(A run of records)
= = = =
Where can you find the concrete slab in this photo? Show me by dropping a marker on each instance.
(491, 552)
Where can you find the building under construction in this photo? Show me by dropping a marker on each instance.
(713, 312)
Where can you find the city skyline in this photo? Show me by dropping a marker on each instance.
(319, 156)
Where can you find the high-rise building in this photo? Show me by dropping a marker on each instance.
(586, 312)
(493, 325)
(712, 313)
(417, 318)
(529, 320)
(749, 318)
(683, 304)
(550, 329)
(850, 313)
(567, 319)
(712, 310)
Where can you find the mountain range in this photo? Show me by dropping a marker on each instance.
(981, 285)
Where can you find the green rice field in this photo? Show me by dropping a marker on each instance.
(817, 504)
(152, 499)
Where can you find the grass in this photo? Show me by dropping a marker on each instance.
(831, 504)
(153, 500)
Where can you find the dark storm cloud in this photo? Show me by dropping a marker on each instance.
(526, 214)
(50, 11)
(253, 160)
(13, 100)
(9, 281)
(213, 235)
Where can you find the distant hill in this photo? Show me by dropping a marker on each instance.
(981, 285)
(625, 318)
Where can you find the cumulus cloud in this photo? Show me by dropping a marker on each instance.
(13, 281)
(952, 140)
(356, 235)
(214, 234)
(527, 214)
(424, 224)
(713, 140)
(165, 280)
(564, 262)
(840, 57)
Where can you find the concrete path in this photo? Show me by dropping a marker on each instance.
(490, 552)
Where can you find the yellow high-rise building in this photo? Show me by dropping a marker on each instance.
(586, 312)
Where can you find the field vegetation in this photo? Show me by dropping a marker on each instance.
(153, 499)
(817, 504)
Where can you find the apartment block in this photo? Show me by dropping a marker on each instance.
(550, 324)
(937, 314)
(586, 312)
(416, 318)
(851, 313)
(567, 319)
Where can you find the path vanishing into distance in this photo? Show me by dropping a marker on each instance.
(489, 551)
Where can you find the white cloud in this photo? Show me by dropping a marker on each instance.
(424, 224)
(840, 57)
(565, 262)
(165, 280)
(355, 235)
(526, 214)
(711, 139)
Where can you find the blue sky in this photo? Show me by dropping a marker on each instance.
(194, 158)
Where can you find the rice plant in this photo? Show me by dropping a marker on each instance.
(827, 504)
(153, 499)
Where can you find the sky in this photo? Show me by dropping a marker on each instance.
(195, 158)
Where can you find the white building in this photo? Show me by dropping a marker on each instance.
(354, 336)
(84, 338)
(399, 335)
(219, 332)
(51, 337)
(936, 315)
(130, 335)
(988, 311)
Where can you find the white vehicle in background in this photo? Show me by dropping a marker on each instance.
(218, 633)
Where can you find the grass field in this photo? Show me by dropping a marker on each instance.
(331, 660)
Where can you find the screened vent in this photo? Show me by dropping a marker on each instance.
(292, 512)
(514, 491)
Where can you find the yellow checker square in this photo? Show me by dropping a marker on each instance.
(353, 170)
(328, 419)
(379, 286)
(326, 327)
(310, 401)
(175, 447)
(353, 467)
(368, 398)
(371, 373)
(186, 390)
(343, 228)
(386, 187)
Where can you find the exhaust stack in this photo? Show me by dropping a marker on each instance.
= = = =
**The problem:** Copy every one of the items above word for word, keeping each on its own line.

**Solved problem:**
Where can you find the concrete slab in this photo? Show me by dropping a marker on each instance.
(491, 552)
Where can you find the building under construction in this photo? Show me by dropping a marker on each instance.
(713, 312)
Where can you find the city skyline in this photo? Show me by dropping a marker on each instance.
(319, 156)
Where can you find the high-rise building in this photo? Show me by dropping a marker on each instance.
(586, 312)
(493, 325)
(712, 313)
(417, 318)
(529, 320)
(749, 318)
(683, 304)
(550, 329)
(850, 313)
(567, 319)
(712, 310)
Where can you find the mountain range in this photo? Show me by dropping a marker on each instance.
(981, 285)
Where can you find the green rice field in this photo? Show me by dropping a marker on each instance.
(817, 504)
(152, 499)
Where can you find the grass in this photo? Show me by dropping a marker on each instance.
(831, 504)
(153, 500)
Where can you find the dark storm cloud in this photo? Show me by dropping a marker on each instance.
(526, 214)
(50, 11)
(253, 160)
(13, 100)
(9, 281)
(213, 235)
Where can you find the distant hill in this photo? Show me by dropping a marker on each instance.
(981, 285)
(625, 318)
Where can you find the cumulus cloud in this photo? Show me by dropping a marker on each instance.
(13, 281)
(952, 140)
(356, 235)
(214, 234)
(527, 214)
(424, 224)
(713, 140)
(165, 280)
(564, 262)
(840, 57)
Where can you find the concrete path in this photo? Show me by dropping a marker on each instance.
(490, 552)
Where can you find the yellow high-rise building in this photo? Show me by dropping a marker on each instance.
(586, 312)
Where can you find the field vegetation in this photo? Show me by dropping a marker on each instance.
(153, 499)
(817, 504)
Where can you find the apartment block in this photo? Show me by dropping a marker on each instance.
(550, 324)
(937, 314)
(586, 312)
(416, 318)
(851, 313)
(567, 319)
Where can you find the path vanishing into distance in this photo? Show me by dropping a marker on each instance.
(489, 551)
Where can you find the white cloud in this photo? Show me by dropping a marker on each instance.
(424, 224)
(840, 57)
(565, 262)
(165, 280)
(355, 235)
(526, 214)
(711, 139)
Where can you find the blue sky in this photo? Show me by dropping a marker on each instance.
(194, 158)
Where can you find the rice plant in this photo? Show me by dropping a marker on each instance.
(827, 504)
(153, 499)
Where can you find the sky in this photo? Show me by dropping a marker on each instance.
(195, 158)
Where can you find the white building in this photo? Show me by dropping a marker on each instance.
(354, 336)
(84, 338)
(399, 335)
(219, 332)
(51, 337)
(936, 315)
(130, 335)
(988, 311)
Where can you find the white vehicle in background in this photo? Show me by dropping a marker on each instance.
(218, 633)
Where can you find the grass field in this photo? Show me by dropping a marker on each instance.
(331, 660)
Where can you find the screened vent in this photo? Show me by dropping a marker on each instance.
(292, 512)
(514, 491)
Where can you find the yellow checker square in this photo? Show me by dropping a marker on each instance.
(353, 170)
(328, 419)
(379, 286)
(326, 327)
(310, 401)
(175, 447)
(353, 467)
(368, 398)
(371, 373)
(186, 390)
(343, 228)
(386, 187)
Where can you find the exhaust stack in this photo? Show me by dropping a marker on each instance.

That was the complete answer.